EXERCISE ->
Leaving out the images, please output every entry exactly as it appears.

----------

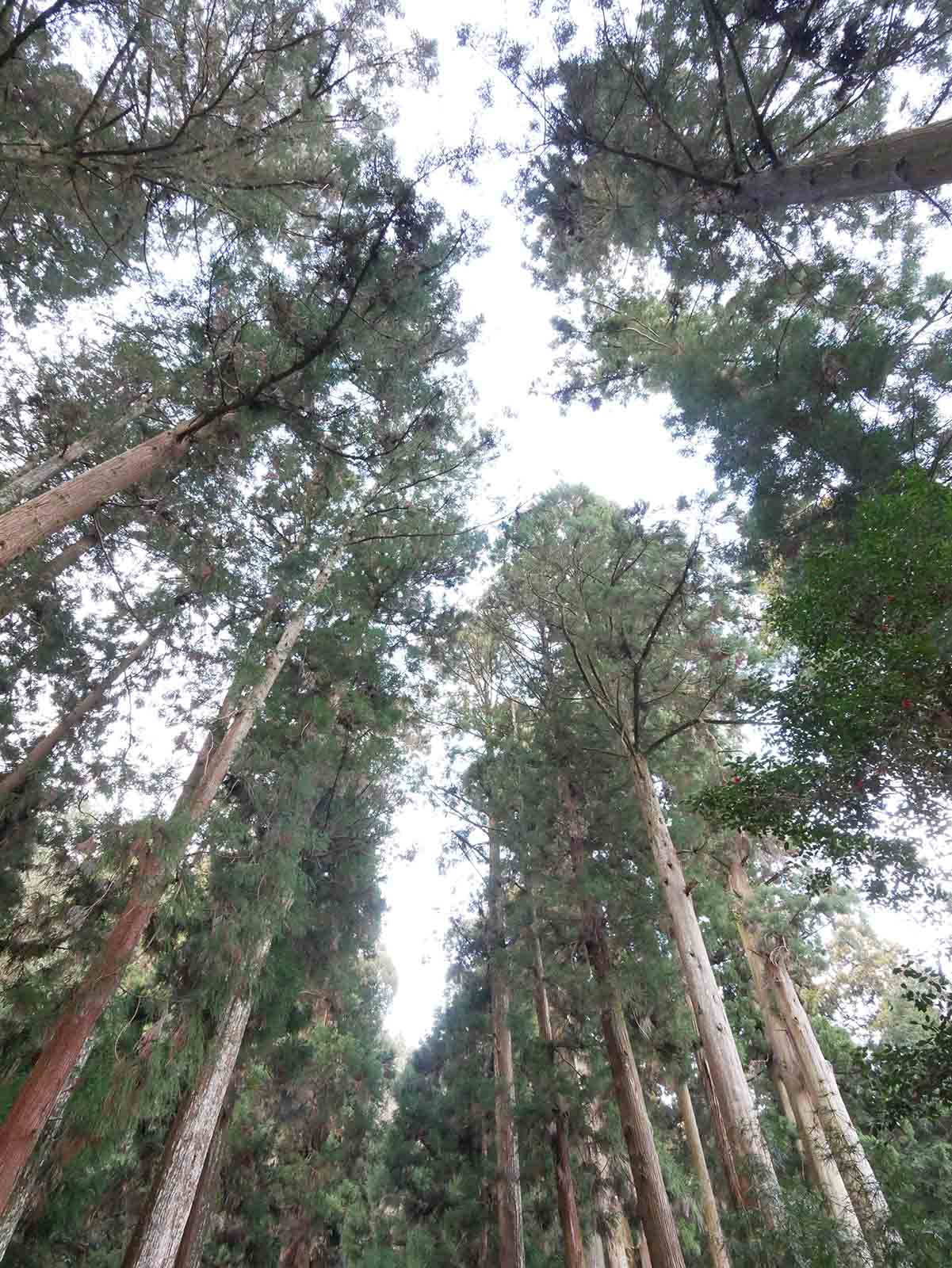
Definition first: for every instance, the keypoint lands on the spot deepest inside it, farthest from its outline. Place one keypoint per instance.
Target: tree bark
(912, 158)
(509, 1187)
(653, 1208)
(709, 1202)
(18, 777)
(861, 1183)
(29, 479)
(161, 1228)
(562, 1155)
(205, 1201)
(29, 524)
(33, 1172)
(38, 1094)
(814, 1147)
(748, 1147)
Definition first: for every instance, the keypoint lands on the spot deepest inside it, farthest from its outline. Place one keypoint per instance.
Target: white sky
(623, 453)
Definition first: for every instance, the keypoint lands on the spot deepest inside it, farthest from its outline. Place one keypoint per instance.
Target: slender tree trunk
(908, 160)
(562, 1155)
(67, 557)
(205, 1201)
(38, 1094)
(610, 1232)
(29, 479)
(653, 1206)
(709, 1202)
(509, 1186)
(861, 1183)
(19, 775)
(33, 1172)
(814, 1147)
(160, 1232)
(29, 524)
(734, 1096)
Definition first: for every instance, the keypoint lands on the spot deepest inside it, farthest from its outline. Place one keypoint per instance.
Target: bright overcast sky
(621, 453)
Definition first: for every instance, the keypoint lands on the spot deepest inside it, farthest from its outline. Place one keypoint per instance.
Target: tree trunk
(709, 1202)
(653, 1206)
(18, 777)
(29, 479)
(564, 1182)
(33, 1172)
(908, 160)
(747, 1143)
(161, 1228)
(820, 1164)
(67, 557)
(205, 1201)
(863, 1189)
(29, 524)
(38, 1094)
(509, 1187)
(610, 1232)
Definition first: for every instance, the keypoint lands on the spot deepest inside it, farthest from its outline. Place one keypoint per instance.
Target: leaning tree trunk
(863, 1189)
(162, 1225)
(51, 1071)
(94, 699)
(205, 1200)
(787, 1065)
(33, 1172)
(29, 524)
(29, 479)
(653, 1208)
(562, 1155)
(509, 1186)
(747, 1143)
(709, 1202)
(913, 158)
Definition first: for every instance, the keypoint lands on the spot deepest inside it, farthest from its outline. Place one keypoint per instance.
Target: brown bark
(33, 1173)
(908, 160)
(787, 1068)
(709, 1202)
(18, 777)
(509, 1187)
(205, 1201)
(844, 1144)
(747, 1144)
(653, 1206)
(562, 1155)
(38, 1094)
(29, 524)
(29, 479)
(162, 1225)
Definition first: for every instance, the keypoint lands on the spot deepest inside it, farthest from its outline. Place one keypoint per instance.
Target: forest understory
(253, 608)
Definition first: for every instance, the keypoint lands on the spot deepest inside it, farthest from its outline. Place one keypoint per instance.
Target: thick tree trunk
(509, 1187)
(29, 479)
(33, 1172)
(562, 1155)
(653, 1208)
(747, 1143)
(908, 160)
(205, 1201)
(159, 1236)
(19, 775)
(709, 1202)
(29, 524)
(861, 1183)
(787, 1067)
(38, 1094)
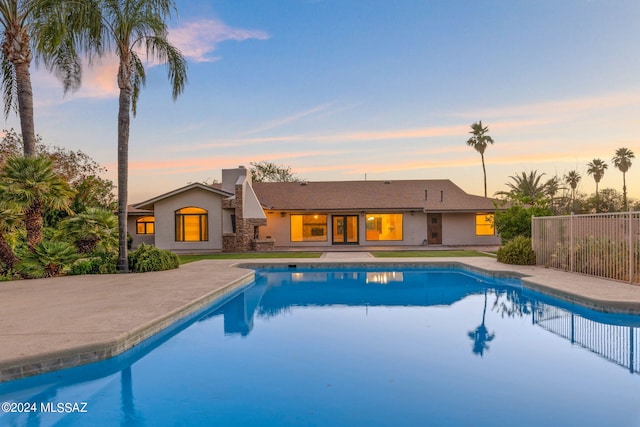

----------

RESPONSE TO THE EXERCISE ->
Definition first: for every instance, the keypoint lands on the spot deepest inside it, farthest from its outline. Place one keypoint per instance.
Target: tree bark
(912, 158)
(509, 1187)
(653, 1208)
(709, 1202)
(18, 777)
(861, 1183)
(29, 479)
(161, 1228)
(562, 1155)
(205, 1201)
(29, 524)
(33, 1172)
(38, 1094)
(814, 1147)
(748, 1147)
Definition first: for every instance, the keypoint lands on the spot deepest inside it, farthest from its outline. Place one keypoint per instance.
Target: white sky
(623, 453)
Definition first: for every instance, the keypoint lands on the spot deepest inside it, farthest from its outline. Place one keypoint per instance.
Target: slender tree trunk
(908, 160)
(562, 1155)
(67, 557)
(205, 1201)
(38, 1094)
(610, 1232)
(29, 479)
(653, 1206)
(709, 1202)
(509, 1186)
(861, 1183)
(19, 775)
(33, 1172)
(814, 1147)
(160, 1232)
(29, 524)
(734, 1096)
Definition first: for every instance, the keypoint lands on the spot deepest inside it, farthest from its outline. Place one keypoint per instance.
Target: bright overcast sky
(621, 453)
Definition first: for every instance, the keypoint lands on the spot deepest inside it, farthest from its outline. Place one keypoint per instance.
Target: tree trunk
(709, 1202)
(653, 1206)
(18, 777)
(29, 479)
(564, 1182)
(33, 1172)
(908, 160)
(747, 1143)
(161, 1228)
(820, 1164)
(67, 557)
(205, 1201)
(863, 1189)
(29, 524)
(38, 1094)
(509, 1187)
(610, 1232)
Definition first: for every instance, the keypoint lands on the spot deepest inside it, farthest from its outline. Place one keypoint per instance.
Target: leaning tree trunk
(863, 1189)
(162, 1225)
(51, 1071)
(94, 699)
(205, 1200)
(787, 1065)
(33, 1172)
(29, 524)
(29, 479)
(653, 1208)
(562, 1155)
(509, 1186)
(747, 1143)
(709, 1202)
(913, 158)
Definition first: for every instance, the keypoint lands on the spot deepest inside it, farthest from its outline. Place one keypoint per instance.
Target: brown bark
(33, 1173)
(908, 160)
(787, 1068)
(709, 1202)
(18, 777)
(509, 1187)
(205, 1201)
(844, 1144)
(747, 1144)
(653, 1206)
(562, 1155)
(38, 1094)
(29, 524)
(29, 479)
(162, 1225)
Definition first: for every instance, the keypoint lands on the spot deepest inside it, farthest from its outline. Place one keypoint per instance.
Target: forest understory
(253, 608)
Definition first: for every instance, the keypoint lands on the spot deepest inside it, farthest from its outline. Place one keypoint per instance.
Target: thick tree trunk
(509, 1187)
(29, 479)
(33, 1172)
(562, 1155)
(653, 1208)
(747, 1143)
(908, 160)
(205, 1201)
(159, 1236)
(19, 775)
(709, 1202)
(29, 524)
(861, 1183)
(787, 1067)
(38, 1094)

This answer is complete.